- _WRITTEN EXERCISE_
Nothing but the lines from the one with "Target: emblem patch on cap" to the final line should be returned, each exactly as it appears.

** START OF DATASET ENTRIES **

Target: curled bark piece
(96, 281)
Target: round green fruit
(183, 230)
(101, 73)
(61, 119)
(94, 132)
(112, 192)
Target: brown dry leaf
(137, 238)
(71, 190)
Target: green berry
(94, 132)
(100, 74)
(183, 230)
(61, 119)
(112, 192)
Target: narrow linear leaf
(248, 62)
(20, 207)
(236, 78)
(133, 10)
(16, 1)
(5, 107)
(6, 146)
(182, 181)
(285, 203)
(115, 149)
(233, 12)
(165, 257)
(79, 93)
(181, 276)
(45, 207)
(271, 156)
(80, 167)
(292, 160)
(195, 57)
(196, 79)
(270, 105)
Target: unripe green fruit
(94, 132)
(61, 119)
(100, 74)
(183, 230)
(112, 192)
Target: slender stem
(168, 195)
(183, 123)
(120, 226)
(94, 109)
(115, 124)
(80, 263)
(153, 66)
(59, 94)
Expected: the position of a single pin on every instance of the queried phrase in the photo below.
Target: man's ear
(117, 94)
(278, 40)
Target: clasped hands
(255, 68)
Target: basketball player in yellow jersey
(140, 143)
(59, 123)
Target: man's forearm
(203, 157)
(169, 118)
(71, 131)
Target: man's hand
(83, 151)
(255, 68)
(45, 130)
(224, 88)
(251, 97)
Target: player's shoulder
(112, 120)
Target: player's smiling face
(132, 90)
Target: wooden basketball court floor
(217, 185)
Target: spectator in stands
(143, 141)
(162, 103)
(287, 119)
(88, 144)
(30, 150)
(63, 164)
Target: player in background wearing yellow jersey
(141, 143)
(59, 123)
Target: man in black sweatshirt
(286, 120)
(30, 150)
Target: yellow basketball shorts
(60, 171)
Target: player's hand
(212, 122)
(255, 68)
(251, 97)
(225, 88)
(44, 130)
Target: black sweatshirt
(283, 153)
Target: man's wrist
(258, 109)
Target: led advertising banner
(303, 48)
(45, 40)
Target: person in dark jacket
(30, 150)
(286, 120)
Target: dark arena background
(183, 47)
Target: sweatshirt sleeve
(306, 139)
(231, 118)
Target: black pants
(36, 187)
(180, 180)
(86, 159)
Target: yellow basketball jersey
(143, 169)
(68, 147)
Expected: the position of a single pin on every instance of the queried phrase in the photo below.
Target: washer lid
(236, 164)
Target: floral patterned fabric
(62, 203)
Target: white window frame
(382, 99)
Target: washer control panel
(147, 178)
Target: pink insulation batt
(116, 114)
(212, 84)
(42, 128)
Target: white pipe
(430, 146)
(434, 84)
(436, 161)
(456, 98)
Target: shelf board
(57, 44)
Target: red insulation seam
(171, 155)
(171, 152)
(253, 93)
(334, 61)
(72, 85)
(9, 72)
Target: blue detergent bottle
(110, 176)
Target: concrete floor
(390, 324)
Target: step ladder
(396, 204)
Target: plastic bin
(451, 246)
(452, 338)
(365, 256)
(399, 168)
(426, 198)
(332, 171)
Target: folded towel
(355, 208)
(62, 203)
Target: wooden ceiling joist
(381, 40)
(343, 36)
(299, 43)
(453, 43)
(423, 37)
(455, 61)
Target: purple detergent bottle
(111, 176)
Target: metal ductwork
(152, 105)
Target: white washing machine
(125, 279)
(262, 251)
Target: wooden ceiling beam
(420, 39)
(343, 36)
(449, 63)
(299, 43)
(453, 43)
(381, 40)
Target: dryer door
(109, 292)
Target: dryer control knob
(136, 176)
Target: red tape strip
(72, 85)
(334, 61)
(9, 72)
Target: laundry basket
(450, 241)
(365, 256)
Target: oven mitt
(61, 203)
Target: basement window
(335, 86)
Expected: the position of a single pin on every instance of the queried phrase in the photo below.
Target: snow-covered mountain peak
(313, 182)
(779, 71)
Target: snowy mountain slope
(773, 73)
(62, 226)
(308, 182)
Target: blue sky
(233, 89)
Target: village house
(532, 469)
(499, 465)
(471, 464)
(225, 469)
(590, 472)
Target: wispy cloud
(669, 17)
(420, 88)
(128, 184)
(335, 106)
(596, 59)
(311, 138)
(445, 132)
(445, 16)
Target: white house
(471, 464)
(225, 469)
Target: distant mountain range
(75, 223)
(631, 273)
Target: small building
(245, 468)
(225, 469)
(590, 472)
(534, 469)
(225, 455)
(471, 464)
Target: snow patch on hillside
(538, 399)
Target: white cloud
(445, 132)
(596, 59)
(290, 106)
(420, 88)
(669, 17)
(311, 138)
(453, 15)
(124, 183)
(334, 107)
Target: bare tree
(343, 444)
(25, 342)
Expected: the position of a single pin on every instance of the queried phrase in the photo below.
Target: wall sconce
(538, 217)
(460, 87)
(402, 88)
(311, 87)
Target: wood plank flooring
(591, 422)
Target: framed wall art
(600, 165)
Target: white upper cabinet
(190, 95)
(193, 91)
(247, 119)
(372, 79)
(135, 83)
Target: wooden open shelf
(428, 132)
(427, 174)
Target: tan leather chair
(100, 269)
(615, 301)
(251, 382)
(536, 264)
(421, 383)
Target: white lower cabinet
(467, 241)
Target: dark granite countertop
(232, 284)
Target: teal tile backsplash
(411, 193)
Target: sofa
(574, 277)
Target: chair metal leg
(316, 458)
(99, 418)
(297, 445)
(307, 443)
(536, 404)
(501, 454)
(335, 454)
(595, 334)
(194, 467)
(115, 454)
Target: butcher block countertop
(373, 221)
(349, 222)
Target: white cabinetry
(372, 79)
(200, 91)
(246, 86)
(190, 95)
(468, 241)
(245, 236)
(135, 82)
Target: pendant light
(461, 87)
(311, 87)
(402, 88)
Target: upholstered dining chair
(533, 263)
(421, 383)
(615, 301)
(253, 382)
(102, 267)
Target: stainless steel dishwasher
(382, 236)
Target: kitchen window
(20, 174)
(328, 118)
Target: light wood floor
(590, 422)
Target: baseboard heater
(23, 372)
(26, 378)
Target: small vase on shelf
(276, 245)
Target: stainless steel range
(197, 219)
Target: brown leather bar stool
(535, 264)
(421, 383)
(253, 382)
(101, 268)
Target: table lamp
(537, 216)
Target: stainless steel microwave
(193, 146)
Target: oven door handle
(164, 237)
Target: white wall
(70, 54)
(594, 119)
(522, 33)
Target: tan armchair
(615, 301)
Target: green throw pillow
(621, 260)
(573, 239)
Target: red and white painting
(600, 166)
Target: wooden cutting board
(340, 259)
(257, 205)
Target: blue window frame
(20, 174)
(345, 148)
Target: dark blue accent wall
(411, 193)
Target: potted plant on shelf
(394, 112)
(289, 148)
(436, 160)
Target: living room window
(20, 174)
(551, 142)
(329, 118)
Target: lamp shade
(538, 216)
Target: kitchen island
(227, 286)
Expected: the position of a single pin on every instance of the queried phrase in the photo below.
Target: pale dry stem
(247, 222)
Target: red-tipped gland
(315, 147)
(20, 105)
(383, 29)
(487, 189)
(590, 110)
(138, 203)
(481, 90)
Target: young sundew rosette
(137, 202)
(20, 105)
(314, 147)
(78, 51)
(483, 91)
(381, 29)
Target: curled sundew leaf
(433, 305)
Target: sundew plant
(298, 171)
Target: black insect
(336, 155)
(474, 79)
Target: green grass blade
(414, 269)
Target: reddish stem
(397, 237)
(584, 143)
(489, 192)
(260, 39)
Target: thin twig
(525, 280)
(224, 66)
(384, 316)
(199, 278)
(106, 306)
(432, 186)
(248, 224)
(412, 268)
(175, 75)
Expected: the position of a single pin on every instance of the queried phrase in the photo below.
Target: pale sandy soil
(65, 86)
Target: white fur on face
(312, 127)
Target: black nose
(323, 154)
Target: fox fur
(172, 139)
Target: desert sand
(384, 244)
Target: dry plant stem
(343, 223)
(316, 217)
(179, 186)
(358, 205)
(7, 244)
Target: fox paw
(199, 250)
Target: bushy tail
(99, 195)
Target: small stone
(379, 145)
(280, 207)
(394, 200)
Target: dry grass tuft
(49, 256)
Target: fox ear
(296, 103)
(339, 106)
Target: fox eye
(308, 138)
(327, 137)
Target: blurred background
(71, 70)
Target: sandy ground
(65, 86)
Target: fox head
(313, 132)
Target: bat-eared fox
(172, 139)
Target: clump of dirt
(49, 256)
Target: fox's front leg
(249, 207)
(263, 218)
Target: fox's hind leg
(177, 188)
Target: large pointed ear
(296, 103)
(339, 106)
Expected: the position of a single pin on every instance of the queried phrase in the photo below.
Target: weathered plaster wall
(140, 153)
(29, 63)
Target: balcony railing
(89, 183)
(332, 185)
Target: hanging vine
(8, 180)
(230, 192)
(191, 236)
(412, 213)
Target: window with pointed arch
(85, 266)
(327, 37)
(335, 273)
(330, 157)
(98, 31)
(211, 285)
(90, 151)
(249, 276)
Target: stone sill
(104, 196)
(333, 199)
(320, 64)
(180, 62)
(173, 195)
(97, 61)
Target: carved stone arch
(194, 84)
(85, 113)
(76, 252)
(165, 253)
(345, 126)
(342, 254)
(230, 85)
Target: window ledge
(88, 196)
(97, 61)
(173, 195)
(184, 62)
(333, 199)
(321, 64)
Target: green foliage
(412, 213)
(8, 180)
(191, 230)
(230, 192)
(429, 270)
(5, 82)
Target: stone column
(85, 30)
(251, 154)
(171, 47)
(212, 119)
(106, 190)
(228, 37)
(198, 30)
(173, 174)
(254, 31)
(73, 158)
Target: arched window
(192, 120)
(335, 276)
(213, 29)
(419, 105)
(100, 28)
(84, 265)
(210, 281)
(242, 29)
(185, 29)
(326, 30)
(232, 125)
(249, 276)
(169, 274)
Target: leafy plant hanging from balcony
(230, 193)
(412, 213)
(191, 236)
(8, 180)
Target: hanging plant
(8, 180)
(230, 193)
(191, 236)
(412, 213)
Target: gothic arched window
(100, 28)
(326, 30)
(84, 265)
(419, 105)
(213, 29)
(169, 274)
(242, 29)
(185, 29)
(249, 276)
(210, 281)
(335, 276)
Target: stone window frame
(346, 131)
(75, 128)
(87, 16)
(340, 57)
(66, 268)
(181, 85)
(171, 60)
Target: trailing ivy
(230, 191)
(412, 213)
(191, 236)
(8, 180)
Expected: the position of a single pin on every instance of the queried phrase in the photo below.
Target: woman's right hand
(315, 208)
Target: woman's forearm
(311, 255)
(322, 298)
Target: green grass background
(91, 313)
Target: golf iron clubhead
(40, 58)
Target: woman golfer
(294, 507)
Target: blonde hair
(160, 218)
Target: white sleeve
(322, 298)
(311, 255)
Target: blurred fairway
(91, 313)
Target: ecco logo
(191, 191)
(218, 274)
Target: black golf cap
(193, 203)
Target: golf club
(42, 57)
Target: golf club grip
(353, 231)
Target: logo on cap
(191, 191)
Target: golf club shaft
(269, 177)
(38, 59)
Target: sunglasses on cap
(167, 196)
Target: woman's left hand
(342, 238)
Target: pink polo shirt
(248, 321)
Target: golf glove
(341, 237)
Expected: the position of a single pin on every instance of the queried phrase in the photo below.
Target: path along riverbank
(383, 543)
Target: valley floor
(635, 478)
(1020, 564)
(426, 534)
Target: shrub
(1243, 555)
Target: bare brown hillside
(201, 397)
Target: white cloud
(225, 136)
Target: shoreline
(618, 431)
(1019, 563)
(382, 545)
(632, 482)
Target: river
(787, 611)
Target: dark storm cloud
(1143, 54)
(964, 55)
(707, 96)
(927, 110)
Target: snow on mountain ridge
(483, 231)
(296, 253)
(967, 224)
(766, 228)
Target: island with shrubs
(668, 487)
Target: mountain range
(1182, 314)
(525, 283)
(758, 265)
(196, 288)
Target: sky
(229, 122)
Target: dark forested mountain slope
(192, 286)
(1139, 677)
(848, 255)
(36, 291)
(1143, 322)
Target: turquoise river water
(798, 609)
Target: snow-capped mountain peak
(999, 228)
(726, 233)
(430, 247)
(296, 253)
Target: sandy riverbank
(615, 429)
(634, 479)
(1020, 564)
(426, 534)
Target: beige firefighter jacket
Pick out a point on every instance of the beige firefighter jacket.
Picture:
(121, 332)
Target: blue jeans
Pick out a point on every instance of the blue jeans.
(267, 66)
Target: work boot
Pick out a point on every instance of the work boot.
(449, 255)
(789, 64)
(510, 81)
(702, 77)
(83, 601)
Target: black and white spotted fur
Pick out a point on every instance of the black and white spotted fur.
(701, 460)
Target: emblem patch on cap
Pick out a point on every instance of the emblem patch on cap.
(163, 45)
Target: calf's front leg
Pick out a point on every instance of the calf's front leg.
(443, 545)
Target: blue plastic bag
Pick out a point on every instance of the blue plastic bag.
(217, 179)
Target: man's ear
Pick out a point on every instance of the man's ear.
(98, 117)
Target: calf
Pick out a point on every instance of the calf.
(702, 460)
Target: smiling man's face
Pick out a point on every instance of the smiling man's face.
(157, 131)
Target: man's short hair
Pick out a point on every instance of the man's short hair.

** END OF DATASET ENTRIES **

- _RESULT OF THE EXERCISE_
Target: emblem patch on cap
Pick out a point on every instance of the emblem patch on cap.
(163, 45)
Target: calf's front leg
Pick out a point on every instance of the calf's front leg.
(443, 545)
Target: blue plastic bag
Pick out a point on every instance of the blue plastic bag.
(217, 179)
Target: man's ear
Pick out a point on every instance of the man's ear.
(98, 117)
Target: calf
Pick out a point on every instance of the calf.
(702, 460)
Target: smiling man's face
Pick out a point on every instance of the smiling man's face.
(157, 131)
Target: man's short hair
Pick out a point on every instance of the man's short hair.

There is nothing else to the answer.